■ TASK ■
Could you write out every one of the lines below again, requests included, with each x and y coordinate in the answers rescaled by 0.75 and rounded to a whole number, halves rounding up? Leave the pictures out of your answer.

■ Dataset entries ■
* * * * * * * * *
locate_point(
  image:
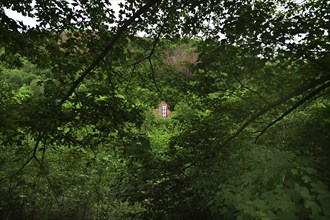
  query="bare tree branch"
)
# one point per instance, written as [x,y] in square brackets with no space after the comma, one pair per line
[295,106]
[280,101]
[115,38]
* * * * * * * * *
■ WORKED SOLUTION ■
locate_point(
  image:
  query="bare tree branch"
)
# one point per instance, written as [x,y] in square brackets with no space after the comma, one pair per line
[221,80]
[210,76]
[86,29]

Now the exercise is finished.